Request
Count how many lines of the items contain the word "skin" and give only that number.

Data extract
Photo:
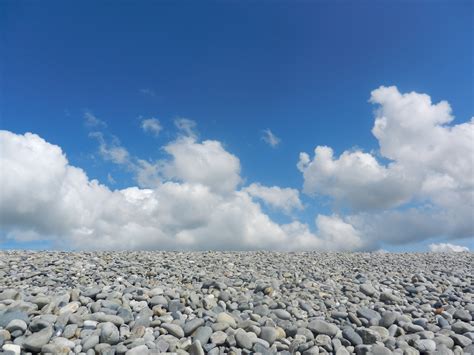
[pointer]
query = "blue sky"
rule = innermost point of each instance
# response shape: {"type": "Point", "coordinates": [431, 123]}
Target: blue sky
{"type": "Point", "coordinates": [304, 70]}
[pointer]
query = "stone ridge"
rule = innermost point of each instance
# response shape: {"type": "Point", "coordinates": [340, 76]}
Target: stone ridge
{"type": "Point", "coordinates": [236, 303]}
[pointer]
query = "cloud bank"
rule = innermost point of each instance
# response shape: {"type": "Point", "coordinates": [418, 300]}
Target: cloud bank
{"type": "Point", "coordinates": [418, 186]}
{"type": "Point", "coordinates": [447, 248]}
{"type": "Point", "coordinates": [425, 190]}
{"type": "Point", "coordinates": [197, 206]}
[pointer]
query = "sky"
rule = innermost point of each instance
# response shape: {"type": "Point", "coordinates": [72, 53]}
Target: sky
{"type": "Point", "coordinates": [274, 125]}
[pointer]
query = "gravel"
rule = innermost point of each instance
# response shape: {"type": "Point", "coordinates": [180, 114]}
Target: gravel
{"type": "Point", "coordinates": [236, 303]}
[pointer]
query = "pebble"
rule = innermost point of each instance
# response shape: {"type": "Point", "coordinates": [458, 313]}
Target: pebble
{"type": "Point", "coordinates": [174, 329]}
{"type": "Point", "coordinates": [303, 303]}
{"type": "Point", "coordinates": [35, 341]}
{"type": "Point", "coordinates": [320, 326]}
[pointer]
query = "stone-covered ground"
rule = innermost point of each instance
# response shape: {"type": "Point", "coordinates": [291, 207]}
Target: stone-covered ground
{"type": "Point", "coordinates": [236, 303]}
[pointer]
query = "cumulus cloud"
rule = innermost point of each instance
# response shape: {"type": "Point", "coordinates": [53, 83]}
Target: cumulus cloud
{"type": "Point", "coordinates": [186, 127]}
{"type": "Point", "coordinates": [269, 138]}
{"type": "Point", "coordinates": [285, 199]}
{"type": "Point", "coordinates": [447, 248]}
{"type": "Point", "coordinates": [206, 162]}
{"type": "Point", "coordinates": [92, 121]}
{"type": "Point", "coordinates": [152, 126]}
{"type": "Point", "coordinates": [196, 211]}
{"type": "Point", "coordinates": [148, 92]}
{"type": "Point", "coordinates": [111, 151]}
{"type": "Point", "coordinates": [427, 187]}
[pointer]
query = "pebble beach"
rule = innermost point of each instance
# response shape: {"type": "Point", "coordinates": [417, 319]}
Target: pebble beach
{"type": "Point", "coordinates": [236, 303]}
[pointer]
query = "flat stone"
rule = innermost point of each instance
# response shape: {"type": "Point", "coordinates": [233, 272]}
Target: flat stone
{"type": "Point", "coordinates": [35, 341]}
{"type": "Point", "coordinates": [351, 335]}
{"type": "Point", "coordinates": [227, 319]}
{"type": "Point", "coordinates": [320, 326]}
{"type": "Point", "coordinates": [243, 339]}
{"type": "Point", "coordinates": [367, 289]}
{"type": "Point", "coordinates": [218, 337]}
{"type": "Point", "coordinates": [192, 325]}
{"type": "Point", "coordinates": [269, 334]}
{"type": "Point", "coordinates": [196, 348]}
{"type": "Point", "coordinates": [173, 329]}
{"type": "Point", "coordinates": [13, 348]}
{"type": "Point", "coordinates": [70, 308]}
{"type": "Point", "coordinates": [425, 345]}
{"type": "Point", "coordinates": [282, 314]}
{"type": "Point", "coordinates": [8, 315]}
{"type": "Point", "coordinates": [461, 340]}
{"type": "Point", "coordinates": [16, 324]}
{"type": "Point", "coordinates": [90, 342]}
{"type": "Point", "coordinates": [202, 334]}
{"type": "Point", "coordinates": [138, 350]}
{"type": "Point", "coordinates": [109, 333]}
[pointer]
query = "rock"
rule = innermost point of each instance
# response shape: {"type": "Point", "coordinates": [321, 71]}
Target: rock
{"type": "Point", "coordinates": [69, 308]}
{"type": "Point", "coordinates": [282, 314]}
{"type": "Point", "coordinates": [463, 315]}
{"type": "Point", "coordinates": [368, 336]}
{"type": "Point", "coordinates": [269, 334]}
{"type": "Point", "coordinates": [196, 348]}
{"type": "Point", "coordinates": [367, 289]}
{"type": "Point", "coordinates": [227, 319]}
{"type": "Point", "coordinates": [173, 329]}
{"type": "Point", "coordinates": [218, 337]}
{"type": "Point", "coordinates": [138, 350]}
{"type": "Point", "coordinates": [388, 318]}
{"type": "Point", "coordinates": [425, 345]}
{"type": "Point", "coordinates": [350, 334]}
{"type": "Point", "coordinates": [461, 327]}
{"type": "Point", "coordinates": [369, 314]}
{"type": "Point", "coordinates": [12, 348]}
{"type": "Point", "coordinates": [461, 340]}
{"type": "Point", "coordinates": [320, 326]}
{"type": "Point", "coordinates": [202, 334]}
{"type": "Point", "coordinates": [8, 315]}
{"type": "Point", "coordinates": [192, 325]}
{"type": "Point", "coordinates": [90, 342]}
{"type": "Point", "coordinates": [16, 324]}
{"type": "Point", "coordinates": [109, 333]}
{"type": "Point", "coordinates": [389, 297]}
{"type": "Point", "coordinates": [243, 339]}
{"type": "Point", "coordinates": [35, 341]}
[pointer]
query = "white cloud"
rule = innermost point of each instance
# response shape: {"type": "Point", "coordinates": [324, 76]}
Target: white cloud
{"type": "Point", "coordinates": [355, 179]}
{"type": "Point", "coordinates": [447, 248]}
{"type": "Point", "coordinates": [269, 138]}
{"type": "Point", "coordinates": [200, 211]}
{"type": "Point", "coordinates": [207, 163]}
{"type": "Point", "coordinates": [92, 121]}
{"type": "Point", "coordinates": [285, 199]}
{"type": "Point", "coordinates": [110, 179]}
{"type": "Point", "coordinates": [111, 151]}
{"type": "Point", "coordinates": [425, 190]}
{"type": "Point", "coordinates": [151, 125]}
{"type": "Point", "coordinates": [148, 92]}
{"type": "Point", "coordinates": [186, 126]}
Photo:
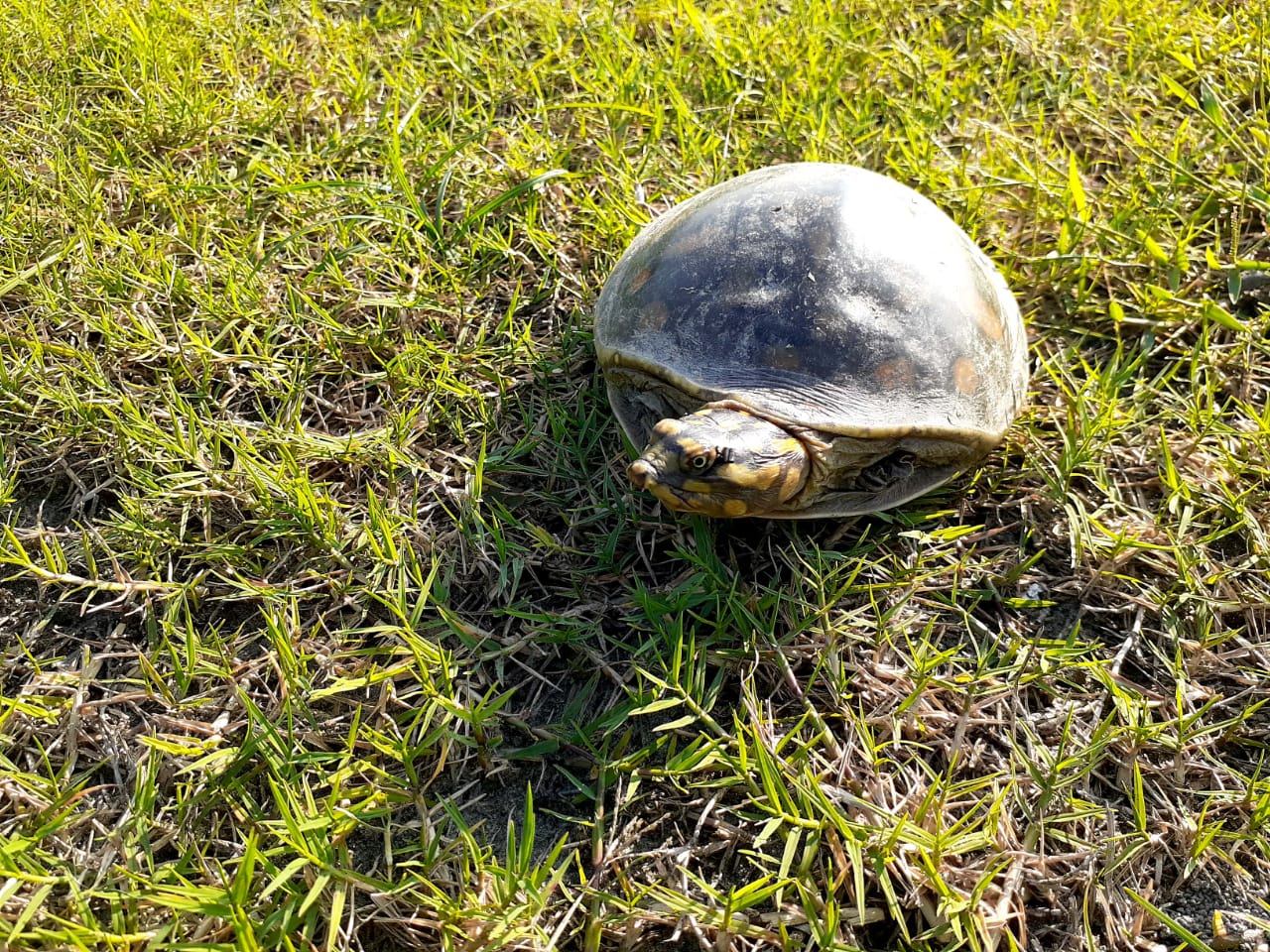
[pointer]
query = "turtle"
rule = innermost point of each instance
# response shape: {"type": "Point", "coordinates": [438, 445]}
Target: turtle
{"type": "Point", "coordinates": [810, 339]}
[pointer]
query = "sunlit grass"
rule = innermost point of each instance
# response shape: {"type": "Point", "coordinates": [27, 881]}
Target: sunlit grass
{"type": "Point", "coordinates": [327, 619]}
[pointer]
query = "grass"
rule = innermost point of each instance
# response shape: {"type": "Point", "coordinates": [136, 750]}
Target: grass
{"type": "Point", "coordinates": [327, 620]}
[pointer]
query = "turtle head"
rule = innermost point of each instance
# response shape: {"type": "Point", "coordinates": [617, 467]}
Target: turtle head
{"type": "Point", "coordinates": [721, 462]}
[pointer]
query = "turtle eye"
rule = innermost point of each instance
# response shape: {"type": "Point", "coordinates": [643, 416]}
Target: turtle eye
{"type": "Point", "coordinates": [702, 461]}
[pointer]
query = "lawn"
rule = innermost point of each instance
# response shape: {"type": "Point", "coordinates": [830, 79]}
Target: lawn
{"type": "Point", "coordinates": [329, 621]}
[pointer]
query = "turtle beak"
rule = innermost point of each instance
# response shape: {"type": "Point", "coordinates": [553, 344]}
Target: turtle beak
{"type": "Point", "coordinates": [640, 474]}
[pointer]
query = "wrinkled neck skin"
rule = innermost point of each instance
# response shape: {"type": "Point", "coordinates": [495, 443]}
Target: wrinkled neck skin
{"type": "Point", "coordinates": [724, 461]}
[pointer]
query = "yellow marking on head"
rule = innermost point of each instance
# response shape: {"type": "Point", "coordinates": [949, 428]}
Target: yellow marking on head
{"type": "Point", "coordinates": [965, 377]}
{"type": "Point", "coordinates": [989, 321]}
{"type": "Point", "coordinates": [689, 447]}
{"type": "Point", "coordinates": [726, 420]}
{"type": "Point", "coordinates": [894, 375]}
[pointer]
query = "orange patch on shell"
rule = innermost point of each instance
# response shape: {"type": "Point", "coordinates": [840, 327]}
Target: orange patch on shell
{"type": "Point", "coordinates": [653, 316]}
{"type": "Point", "coordinates": [989, 321]}
{"type": "Point", "coordinates": [894, 375]}
{"type": "Point", "coordinates": [965, 377]}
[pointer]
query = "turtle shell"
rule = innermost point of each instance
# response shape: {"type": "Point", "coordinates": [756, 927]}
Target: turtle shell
{"type": "Point", "coordinates": [824, 296]}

Output
2